- _Directions for this task_:
Copy the entries out again in full.

START Material for this exercise

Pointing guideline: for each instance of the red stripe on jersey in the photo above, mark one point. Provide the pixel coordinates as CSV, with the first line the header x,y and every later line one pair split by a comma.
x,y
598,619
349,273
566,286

END Material for this exercise

- _Written solution_:
Pointing guideline: for each instance of the red stripe on jersey in the photo above, mark one point. Provide the pixel coordinates as CSV, with the first line the header x,y and every later line one pair split by a comma.
x,y
598,619
349,273
566,286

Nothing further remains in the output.